:: Text ::
*** Block opens ***

A good chef will tell you that herbs are not solely for savory dishes – their soothing fragrance can be also a supplement to sweets and desserts as well.

You can use thyme in a blueberry soup with honey vanilla mascarpone; moist olive oil thyme cake with black pepper and figs; in Meyer lemon pots de crème; or in a simple lemon cake.

8. In Drinks

Add thyme in refreshing detox waters or cocktails. It will make your beverage extra refreshing and perfect for those scorching summer days. You can sprinkle some in your lemonade or lime ice tea.

9. General Cooking

The uses of thyme in cooking are endless. It goes especially well with mushrooms, tomatoes, eggplants, fish, chicken, and roast potatoes. You can always experiment with thyme and your dish will only taste better than before.

For Health and Wellbeing

Throughout history, as we mentioned, thyme has been found useful for aiding sleep, bringing courage, and avert nightmares, and it’s thought to have a number of medicinal qualities. Below are just some.

10. Make a Healing Oil

You can extract the thyme’s medicinal properties by making it an oil. It is not a walk in the park, but if you manage to distil the thyme’s essential oil it’ll be worth your while.

However, there is a much simpler way to make oil from thyme. Steep the dried thyme in carrier oil (like olive or jojoba) for about three to six weeks, placing it in a place with a lot of sunlight.

With this you can get a relaxing massage, use it to improve your memory and cognition, treat skin irritations, improve oral health, and use it against hair conditions.

11. Use it as natural painkiller

Rub thyme oil on your skin around the affected area and you should soon experience pain relief.

Babol University of Medical Sciences in Iran has found that thyme relieves pain, and it actually works better than ibuprofen, especially in lessening menstrual pain. Apply some thyme oil around affected area and it should help alleviate the pain.

*** Block closes ***

:: List of tasks ::
[1] In the thyme text, how long should dried thyme steep in carrier oil for the simpler way of making oil?
[2] Decide whether each statement agrees with the thyme text. Answer yes or no for each, and quote the deciding words from the text.
(a) Thyme goes especially well with mushrooms.
(b) Distilling thyme's essential oil is easy.
(c) Babol University of Medical Sciences found that thyme works better than ibuprofen.
[3] Continue the thyme text from its last sentence.
The data that comes next is separate material and has nothing to do with the thyme text.

:: Information given ::
*** Block opens ***

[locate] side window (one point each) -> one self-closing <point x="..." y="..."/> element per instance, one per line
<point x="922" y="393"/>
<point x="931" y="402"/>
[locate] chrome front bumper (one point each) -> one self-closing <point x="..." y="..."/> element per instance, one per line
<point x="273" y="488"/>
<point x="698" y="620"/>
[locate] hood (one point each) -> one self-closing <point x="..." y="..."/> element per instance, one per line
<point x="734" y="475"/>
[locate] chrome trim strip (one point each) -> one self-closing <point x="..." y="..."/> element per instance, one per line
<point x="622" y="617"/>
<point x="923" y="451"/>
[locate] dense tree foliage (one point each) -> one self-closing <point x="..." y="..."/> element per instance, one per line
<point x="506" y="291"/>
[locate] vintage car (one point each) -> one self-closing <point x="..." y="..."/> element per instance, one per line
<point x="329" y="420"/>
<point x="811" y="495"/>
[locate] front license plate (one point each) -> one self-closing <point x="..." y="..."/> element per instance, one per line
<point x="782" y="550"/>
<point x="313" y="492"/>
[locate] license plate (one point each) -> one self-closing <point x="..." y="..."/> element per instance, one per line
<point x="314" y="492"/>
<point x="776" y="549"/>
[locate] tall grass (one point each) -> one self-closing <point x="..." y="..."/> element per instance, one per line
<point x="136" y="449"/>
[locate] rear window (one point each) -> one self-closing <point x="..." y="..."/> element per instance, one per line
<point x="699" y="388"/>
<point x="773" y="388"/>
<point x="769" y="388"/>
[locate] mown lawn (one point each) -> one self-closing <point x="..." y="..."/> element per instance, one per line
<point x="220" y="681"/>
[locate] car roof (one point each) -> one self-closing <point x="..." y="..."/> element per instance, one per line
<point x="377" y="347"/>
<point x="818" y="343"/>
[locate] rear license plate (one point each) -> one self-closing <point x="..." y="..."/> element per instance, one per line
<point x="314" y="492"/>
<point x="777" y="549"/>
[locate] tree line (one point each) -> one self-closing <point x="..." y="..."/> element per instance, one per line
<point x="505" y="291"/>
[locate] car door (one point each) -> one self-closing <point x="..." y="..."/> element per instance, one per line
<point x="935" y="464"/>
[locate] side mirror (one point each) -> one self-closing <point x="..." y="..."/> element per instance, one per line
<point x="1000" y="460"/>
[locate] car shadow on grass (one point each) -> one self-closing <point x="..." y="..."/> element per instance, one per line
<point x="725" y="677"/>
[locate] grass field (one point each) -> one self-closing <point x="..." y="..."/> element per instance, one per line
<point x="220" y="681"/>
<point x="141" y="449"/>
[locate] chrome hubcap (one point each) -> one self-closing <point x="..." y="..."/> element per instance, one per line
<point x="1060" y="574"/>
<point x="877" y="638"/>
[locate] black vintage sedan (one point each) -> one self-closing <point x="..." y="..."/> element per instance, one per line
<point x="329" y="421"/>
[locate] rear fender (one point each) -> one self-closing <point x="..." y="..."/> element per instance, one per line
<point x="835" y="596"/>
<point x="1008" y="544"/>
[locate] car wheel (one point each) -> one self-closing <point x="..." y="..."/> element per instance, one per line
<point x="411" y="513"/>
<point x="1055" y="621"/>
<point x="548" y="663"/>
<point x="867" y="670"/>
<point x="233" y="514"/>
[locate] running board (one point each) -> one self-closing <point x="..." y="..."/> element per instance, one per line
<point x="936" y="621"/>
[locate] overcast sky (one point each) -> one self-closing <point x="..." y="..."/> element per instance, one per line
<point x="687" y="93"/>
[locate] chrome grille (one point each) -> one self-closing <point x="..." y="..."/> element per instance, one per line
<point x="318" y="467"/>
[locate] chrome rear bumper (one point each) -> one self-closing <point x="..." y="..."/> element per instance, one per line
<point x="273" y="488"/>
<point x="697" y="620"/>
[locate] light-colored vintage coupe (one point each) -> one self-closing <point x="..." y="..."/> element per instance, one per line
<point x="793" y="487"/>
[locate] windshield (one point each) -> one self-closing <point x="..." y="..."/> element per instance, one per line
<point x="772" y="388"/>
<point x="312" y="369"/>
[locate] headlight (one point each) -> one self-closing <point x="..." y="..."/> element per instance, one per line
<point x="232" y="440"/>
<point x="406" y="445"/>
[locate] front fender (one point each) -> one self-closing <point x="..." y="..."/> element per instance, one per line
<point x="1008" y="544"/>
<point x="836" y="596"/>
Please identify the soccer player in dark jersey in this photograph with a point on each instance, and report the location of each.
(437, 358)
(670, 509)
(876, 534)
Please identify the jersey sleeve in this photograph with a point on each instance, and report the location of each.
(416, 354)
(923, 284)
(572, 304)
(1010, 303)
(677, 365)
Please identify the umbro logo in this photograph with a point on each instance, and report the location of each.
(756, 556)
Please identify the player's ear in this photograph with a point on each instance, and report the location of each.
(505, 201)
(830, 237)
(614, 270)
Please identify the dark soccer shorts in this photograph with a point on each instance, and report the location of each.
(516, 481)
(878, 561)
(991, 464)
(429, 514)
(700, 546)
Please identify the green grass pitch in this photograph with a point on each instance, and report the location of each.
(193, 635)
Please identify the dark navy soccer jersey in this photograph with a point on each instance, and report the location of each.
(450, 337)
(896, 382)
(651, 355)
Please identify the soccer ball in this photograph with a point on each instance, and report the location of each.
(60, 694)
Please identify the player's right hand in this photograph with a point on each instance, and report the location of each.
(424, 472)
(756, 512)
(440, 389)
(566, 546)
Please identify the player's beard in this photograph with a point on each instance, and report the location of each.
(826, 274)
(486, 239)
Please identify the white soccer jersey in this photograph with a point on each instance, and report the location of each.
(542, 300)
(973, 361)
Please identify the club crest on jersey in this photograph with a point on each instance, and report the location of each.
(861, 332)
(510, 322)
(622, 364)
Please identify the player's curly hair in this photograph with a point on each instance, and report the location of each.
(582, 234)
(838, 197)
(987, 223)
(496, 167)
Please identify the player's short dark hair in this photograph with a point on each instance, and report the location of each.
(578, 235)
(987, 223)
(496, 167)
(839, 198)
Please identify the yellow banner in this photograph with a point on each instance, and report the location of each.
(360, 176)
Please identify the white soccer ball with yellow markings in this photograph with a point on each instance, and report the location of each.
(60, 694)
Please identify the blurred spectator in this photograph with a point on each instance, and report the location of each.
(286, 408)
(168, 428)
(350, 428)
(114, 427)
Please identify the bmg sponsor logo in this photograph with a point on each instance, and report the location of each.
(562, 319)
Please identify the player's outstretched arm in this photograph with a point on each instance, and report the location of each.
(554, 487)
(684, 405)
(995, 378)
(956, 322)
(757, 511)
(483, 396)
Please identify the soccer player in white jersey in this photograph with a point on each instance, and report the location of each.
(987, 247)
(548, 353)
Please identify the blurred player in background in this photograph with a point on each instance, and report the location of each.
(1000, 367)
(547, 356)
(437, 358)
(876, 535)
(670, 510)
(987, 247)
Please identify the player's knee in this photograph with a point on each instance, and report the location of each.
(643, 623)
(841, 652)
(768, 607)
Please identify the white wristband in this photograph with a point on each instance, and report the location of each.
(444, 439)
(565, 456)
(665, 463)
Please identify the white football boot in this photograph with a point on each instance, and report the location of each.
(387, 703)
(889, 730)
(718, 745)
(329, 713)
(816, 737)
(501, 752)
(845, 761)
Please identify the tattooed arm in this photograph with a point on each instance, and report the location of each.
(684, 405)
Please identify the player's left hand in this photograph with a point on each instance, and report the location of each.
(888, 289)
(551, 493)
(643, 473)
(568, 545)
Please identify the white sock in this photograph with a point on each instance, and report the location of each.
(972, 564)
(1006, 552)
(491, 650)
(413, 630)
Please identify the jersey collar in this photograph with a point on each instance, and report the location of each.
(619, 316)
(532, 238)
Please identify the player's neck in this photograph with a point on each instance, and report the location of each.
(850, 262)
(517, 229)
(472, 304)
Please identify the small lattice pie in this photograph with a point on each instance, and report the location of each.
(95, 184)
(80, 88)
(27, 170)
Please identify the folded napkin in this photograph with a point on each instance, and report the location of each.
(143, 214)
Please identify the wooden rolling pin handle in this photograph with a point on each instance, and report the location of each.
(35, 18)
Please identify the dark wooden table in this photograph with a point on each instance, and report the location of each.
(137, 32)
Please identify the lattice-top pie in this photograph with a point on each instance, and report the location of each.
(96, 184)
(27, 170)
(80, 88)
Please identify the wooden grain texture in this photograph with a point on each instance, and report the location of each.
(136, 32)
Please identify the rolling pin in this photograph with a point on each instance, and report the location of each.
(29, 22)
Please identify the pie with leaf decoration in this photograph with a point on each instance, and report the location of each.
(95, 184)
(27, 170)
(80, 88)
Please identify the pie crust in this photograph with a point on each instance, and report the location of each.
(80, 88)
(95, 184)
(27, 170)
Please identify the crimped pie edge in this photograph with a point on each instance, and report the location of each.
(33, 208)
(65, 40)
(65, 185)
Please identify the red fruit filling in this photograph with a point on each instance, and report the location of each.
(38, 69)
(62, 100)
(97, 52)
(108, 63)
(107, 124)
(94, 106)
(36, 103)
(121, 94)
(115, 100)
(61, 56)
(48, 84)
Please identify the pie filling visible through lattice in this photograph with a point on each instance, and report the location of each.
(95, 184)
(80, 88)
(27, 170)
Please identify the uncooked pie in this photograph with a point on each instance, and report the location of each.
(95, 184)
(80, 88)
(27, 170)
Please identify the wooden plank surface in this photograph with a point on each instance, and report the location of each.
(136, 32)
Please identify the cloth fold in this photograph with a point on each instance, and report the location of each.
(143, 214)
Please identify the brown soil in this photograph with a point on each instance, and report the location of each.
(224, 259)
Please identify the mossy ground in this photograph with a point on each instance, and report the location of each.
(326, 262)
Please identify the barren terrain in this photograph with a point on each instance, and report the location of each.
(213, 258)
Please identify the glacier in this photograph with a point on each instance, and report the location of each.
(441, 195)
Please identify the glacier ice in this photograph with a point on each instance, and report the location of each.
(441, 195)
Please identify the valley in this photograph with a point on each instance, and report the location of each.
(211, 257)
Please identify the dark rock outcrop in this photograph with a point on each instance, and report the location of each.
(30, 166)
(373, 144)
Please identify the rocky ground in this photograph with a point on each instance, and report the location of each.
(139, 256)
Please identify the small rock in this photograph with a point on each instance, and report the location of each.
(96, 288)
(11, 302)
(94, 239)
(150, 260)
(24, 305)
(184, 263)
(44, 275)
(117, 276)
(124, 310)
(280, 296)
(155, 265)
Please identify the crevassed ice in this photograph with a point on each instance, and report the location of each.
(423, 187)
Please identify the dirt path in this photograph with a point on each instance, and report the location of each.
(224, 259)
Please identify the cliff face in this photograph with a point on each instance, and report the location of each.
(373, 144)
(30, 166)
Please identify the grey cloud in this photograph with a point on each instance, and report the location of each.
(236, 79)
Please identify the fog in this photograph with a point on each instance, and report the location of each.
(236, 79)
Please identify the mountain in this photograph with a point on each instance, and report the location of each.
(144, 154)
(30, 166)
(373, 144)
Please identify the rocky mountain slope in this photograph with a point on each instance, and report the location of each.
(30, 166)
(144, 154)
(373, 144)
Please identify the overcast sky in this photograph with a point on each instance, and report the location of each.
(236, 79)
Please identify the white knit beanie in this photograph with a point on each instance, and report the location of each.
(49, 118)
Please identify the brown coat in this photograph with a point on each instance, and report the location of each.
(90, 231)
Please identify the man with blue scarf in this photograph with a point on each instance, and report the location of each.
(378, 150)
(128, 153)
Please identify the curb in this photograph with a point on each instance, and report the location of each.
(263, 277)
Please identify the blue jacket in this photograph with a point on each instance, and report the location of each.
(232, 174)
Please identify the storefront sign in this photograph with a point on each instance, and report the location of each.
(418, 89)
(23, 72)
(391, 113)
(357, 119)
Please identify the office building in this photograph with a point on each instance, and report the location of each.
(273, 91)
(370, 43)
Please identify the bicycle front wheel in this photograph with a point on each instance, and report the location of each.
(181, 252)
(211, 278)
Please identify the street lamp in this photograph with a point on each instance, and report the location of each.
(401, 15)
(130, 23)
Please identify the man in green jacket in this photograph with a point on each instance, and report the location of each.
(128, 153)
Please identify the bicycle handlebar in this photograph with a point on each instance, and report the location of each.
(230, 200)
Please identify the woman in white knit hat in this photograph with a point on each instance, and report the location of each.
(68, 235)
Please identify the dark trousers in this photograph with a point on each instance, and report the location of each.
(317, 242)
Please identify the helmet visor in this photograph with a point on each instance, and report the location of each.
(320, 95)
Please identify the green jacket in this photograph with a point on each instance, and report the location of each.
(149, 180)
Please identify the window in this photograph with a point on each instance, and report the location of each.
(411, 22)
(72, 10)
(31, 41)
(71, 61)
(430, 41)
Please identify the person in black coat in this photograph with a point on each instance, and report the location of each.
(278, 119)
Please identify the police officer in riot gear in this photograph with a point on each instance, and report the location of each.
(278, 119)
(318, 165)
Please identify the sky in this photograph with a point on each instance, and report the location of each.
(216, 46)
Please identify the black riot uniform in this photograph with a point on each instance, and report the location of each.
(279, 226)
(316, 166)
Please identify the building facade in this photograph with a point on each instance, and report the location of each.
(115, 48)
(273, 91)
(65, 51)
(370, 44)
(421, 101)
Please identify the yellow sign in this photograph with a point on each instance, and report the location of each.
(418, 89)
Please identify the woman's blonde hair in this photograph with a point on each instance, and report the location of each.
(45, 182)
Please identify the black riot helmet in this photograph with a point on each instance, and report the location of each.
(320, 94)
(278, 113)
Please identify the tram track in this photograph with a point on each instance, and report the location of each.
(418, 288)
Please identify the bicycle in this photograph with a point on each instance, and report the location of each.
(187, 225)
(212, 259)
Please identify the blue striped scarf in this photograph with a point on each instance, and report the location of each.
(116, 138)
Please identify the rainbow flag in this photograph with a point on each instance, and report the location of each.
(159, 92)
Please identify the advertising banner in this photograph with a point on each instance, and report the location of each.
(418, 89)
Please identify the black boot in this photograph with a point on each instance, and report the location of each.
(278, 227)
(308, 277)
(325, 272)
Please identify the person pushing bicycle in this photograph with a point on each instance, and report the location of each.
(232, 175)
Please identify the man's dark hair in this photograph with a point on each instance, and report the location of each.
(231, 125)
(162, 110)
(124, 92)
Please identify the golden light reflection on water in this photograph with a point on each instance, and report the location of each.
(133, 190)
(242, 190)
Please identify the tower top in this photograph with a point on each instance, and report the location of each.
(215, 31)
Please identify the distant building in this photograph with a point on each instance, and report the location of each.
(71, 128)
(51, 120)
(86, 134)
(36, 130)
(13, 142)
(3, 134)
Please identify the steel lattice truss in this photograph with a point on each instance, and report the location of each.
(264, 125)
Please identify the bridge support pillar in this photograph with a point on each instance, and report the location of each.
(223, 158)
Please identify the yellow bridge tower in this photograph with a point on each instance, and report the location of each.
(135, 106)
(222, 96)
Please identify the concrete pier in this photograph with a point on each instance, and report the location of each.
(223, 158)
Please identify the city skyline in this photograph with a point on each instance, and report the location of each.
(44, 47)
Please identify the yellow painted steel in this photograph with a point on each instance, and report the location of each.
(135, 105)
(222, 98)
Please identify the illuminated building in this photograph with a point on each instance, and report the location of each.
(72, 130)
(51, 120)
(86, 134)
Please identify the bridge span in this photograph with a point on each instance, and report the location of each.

*** Block closes ***

:: Answers by item ::
[1] About three to six weeks.

[2]
(a) Yes: "It goes especially well with mushrooms, tomatoes, eggplants, fish, chicken, and roast potatoes."
(b) No: "It is not a walk in the park"
(c) Yes: "it actually works better than ibuprofen, especially in lessening menstrual pain."

[3]
12. Improve cognitive and mental health

You can add thyme oil to your diffuser or oil burner to regulate your cognitive functions, memory, improve concentration, and lower stress. Or you can simply inhale the scent of the herb to achieve a similar effect.

13. Make a Soothing Tea

Thyme is packed with antioxidants and natural nutrients and the tea can serve as an expectorant, cleansing the lungs of congestion. It also helps against stomach pain and sore throat.

14. Use it as treatment against hair conditions

Apply thyme oil onto your scalp to ward off bacteria and fungi that can lead to irksome scalp conditions like dandruff. The thyme oil also unblocks hair follicles, removes impurities, and contributes to a healthy hair growth.

15. Can improve skin health

Since thyme is packed with antiseptic components and antioxidants, the oil from the herb is great for your skin. Apply some to treat acne, eczema, inflammation, wrinkles, treat small wounds, and relieve itching.

16. Improve Oral Health

Thyme oil is an excellent substitute for conventional oral hygiene products. It can be used to treat plaque, bad breath, gingivitis all thanks to its antiseptic and antibacterial attributes.

Thymol, an active component of thyme oil, is used as an antiseptic in a number of mouthwash products.

17. Relieves congestion and fights mucus

Thyme has been used throughout the years to relieve congestion and expel mucus and even lessen intense coughing bouts.

Blend thyme’s congestion-relieving attributes with those of steam therapy and you have the perfect combination for improving your respiratory health.

18. Alleviates coughing

We already mentioned that thyme is basically an expectorant, which essentially makes it a remedy against cough. You can use thyme in combination with other herbs as facial steam to lessen coughing and improve your respiratory system.

Ingredients:

  • 1 quart of water
  • 1 teaspoon thyme leaf
  • 1 teaspoon oregano leaf
  • 1 teaspoon mint leaf
  • 1 teaspoon eucalyptus leaf (optional)

Preparation:

Put water in a large teapot or kettle and bring it to a boil. Put the herbs in a big stock pot and sip the boiling water over them. Lean over the steaming pot of herbs and cover your head with a towel to prevent the steam from escaping.

Inhale the steam from the pot for about 5-10 minutes. This will relieve you of congestion and ease coughing.